Records supplied:
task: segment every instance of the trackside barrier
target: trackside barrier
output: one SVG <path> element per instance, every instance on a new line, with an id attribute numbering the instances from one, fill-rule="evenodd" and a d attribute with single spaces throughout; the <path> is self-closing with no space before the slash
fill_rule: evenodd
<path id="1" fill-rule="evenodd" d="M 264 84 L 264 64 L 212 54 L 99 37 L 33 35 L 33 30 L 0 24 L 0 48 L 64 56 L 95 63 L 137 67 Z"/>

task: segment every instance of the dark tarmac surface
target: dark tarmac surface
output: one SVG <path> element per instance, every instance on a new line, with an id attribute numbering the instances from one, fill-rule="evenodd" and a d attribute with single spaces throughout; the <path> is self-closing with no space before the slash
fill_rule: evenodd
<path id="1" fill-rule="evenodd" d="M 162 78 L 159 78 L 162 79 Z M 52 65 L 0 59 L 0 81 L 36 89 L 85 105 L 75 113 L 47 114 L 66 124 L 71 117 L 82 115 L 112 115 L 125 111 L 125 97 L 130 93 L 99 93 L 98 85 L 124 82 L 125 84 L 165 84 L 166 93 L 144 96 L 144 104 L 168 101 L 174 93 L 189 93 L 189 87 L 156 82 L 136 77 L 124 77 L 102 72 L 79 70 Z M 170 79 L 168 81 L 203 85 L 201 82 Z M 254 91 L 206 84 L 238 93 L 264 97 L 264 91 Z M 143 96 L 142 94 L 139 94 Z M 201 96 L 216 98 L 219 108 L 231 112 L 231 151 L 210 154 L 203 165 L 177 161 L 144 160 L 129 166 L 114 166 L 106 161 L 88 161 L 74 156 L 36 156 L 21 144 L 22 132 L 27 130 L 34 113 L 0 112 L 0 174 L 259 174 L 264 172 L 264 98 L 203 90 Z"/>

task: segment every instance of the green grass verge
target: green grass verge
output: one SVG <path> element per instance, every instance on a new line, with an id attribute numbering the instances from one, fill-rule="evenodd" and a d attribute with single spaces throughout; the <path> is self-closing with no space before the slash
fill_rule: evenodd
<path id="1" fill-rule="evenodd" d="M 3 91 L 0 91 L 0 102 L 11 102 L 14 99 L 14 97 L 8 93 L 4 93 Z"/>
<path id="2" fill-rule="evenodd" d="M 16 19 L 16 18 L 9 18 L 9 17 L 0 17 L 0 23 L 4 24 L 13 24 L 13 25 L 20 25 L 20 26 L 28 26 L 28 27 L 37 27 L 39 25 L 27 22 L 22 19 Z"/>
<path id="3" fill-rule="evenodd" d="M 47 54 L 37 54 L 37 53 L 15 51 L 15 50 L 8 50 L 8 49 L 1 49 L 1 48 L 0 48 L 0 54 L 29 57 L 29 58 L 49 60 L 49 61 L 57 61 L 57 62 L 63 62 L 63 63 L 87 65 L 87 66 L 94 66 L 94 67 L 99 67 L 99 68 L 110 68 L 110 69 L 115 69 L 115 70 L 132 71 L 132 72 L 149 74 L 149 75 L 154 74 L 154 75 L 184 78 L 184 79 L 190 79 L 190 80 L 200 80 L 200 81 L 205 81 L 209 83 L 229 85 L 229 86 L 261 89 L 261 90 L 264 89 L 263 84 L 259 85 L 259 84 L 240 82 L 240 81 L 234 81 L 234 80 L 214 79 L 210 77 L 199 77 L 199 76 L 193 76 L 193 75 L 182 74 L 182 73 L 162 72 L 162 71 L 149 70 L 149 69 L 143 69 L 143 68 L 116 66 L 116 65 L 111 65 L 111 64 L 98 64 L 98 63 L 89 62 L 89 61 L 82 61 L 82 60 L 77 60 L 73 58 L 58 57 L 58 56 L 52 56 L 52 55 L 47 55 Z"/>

Assignment: This task calls for each line of the material that contains "barrier".

Written response:
task: segment every instance of the trackside barrier
target: trackside barrier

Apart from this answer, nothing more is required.